─── STORED DATA
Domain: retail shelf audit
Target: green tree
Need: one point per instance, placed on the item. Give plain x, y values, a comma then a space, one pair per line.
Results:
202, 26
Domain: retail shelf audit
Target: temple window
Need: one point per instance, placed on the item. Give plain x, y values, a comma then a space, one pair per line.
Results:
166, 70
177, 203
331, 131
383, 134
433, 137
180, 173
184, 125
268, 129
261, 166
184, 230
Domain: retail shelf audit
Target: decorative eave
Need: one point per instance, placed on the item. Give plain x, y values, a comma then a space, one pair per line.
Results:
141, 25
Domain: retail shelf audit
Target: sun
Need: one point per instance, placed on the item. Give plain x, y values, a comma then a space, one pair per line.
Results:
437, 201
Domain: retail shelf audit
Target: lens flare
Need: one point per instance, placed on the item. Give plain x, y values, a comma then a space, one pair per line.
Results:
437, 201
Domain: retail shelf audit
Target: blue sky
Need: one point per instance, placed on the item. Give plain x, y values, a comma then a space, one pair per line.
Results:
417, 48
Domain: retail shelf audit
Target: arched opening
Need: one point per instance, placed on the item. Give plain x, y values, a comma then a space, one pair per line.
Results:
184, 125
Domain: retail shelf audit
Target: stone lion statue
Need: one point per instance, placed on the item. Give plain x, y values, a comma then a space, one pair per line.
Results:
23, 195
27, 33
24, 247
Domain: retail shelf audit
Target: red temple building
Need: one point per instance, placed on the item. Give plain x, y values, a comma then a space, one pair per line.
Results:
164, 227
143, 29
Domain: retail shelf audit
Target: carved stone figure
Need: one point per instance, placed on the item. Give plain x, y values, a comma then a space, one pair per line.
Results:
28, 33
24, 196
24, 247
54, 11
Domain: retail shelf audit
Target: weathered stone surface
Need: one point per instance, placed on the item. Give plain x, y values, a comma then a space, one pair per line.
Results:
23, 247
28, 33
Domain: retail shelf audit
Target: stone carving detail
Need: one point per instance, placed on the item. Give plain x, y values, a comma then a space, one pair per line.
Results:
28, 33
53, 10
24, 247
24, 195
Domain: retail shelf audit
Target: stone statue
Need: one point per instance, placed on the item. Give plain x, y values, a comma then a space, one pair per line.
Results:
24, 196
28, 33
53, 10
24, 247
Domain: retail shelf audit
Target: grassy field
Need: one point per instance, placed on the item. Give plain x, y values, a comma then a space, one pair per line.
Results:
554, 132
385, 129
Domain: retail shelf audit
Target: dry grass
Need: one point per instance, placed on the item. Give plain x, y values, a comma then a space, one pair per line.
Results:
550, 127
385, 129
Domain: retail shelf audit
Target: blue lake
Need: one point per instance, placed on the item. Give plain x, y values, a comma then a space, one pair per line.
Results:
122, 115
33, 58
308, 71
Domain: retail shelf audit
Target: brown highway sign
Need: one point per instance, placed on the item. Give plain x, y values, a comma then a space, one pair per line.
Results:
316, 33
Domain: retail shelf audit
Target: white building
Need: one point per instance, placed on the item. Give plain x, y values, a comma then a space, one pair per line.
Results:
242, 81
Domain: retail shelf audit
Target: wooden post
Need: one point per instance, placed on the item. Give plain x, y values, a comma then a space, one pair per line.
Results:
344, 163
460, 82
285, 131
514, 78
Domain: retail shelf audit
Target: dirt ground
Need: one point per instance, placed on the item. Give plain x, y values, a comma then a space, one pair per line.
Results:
──────
◆ **AIM OF THE EXERCISE**
Repeat the listing exactly, from its first line to its last.

◆ **REPLY**
Domain: retail shelf audit
Target: green tree
Need: one point per instance, placed on the item. Give plain x, y values, a comma then a space, one pair per line.
Results:
202, 26
Domain: retail shelf audit
Target: temple window
Need: one point per instance, placed on the item. Give plain x, y values, a comma then a space, one pair per line.
Results:
166, 70
177, 203
331, 131
383, 134
433, 137
180, 173
184, 125
268, 129
261, 166
184, 230
Domain: retail shelf audit
Target: decorative eave
Need: one point per instance, placed on the item. Give plain x, y values, a comma then a space, one pair per line.
Results:
141, 25
Domain: retail shelf audit
Target: sun
Need: one point per instance, placed on the item. Give plain x, y values, a comma then a space, one pair per line.
Results:
437, 201
Domain: retail shelf audit
Target: lens flare
Need: one point per instance, placed on the item. Give plain x, y values, a comma then a space, one pair per line.
Results:
437, 201
Domain: retail shelf audit
Target: blue sky
Need: one point per instance, placed on the item. Give plain x, y values, a comma then a space, one pair per line.
Results:
417, 48
Domain: retail shelf audit
Target: arched opening
Need: one point per instance, placed on the item. Give plain x, y values, a comma then a space, one pair per line.
Results:
184, 125
Domain: retail shelf audit
Target: stone lion statue
Need: one point per instance, placed on the item. Give plain x, y values, a comma then a space, one pair per line.
Results:
23, 195
27, 33
24, 247
Domain: retail shelf audit
Target: red temple building
Need: one point per instance, placed on the item. Give plain x, y values, a comma then a space, one pair per line.
Results:
164, 227
143, 29
Domain: retail shelf audit
Target: carved stone figure
Need: one point per instance, placed on the item. Give plain x, y values, a comma then a space, one pair per line.
Results:
28, 33
24, 196
24, 247
54, 11
Domain: retail shelf audit
Target: weathered stone surface
Need: one point per instance, placed on the item. Give plain x, y values, a comma then a space, one pair per line.
Results:
23, 247
28, 33
Domain: retail shelf audit
Target: stone carving detail
Need: one point per instance, placed on the item. Give plain x, y values, a comma then a space, one pair per line.
Results:
28, 33
53, 10
24, 247
24, 195
Domain: retail shelf audit
Target: stone statue
Need: one point per instance, placed on the item. Give plain x, y values, a comma then a space, one pair per line.
Results:
24, 196
28, 33
53, 10
24, 247
Domain: retail shelf audit
Target: grassy field
Need: one point per instance, placed on the item. Give plain x, y values, a comma then a space, one pair per line.
Results:
554, 132
385, 129
Domain: retail shelf audit
Target: dry grass
Need: one point per instance, placed on the item. Give plain x, y values, a comma then a space, one pair per line.
Results:
550, 127
385, 129
Domain: retail shelf audit
Target: blue lake
Need: one point per instance, placed on the item. Give plain x, y values, a comma then a space, one pair per line.
Results:
122, 115
33, 58
308, 71
Domain: retail shelf audit
Target: brown highway sign
Need: one point per instance, placed on the item. Give plain x, y values, a comma then a space, one pair per line.
Results:
316, 33
Domain: retail shelf audit
Target: white building
Need: one point per instance, placed on the item. Give plain x, y values, a comma then a space, one pair per line.
Results:
242, 81
Domain: retail shelf audit
Target: wooden post
Need: one point per instance, placed on the item. Give plain x, y values, a comma then a space, one pair per line.
Results:
344, 163
460, 82
285, 131
514, 78
Domain: retail shelf audit
Target: dirt ground
Need: one point per instance, placed on the item. Give plain x, y values, a comma then a space, one pair per line.
Results:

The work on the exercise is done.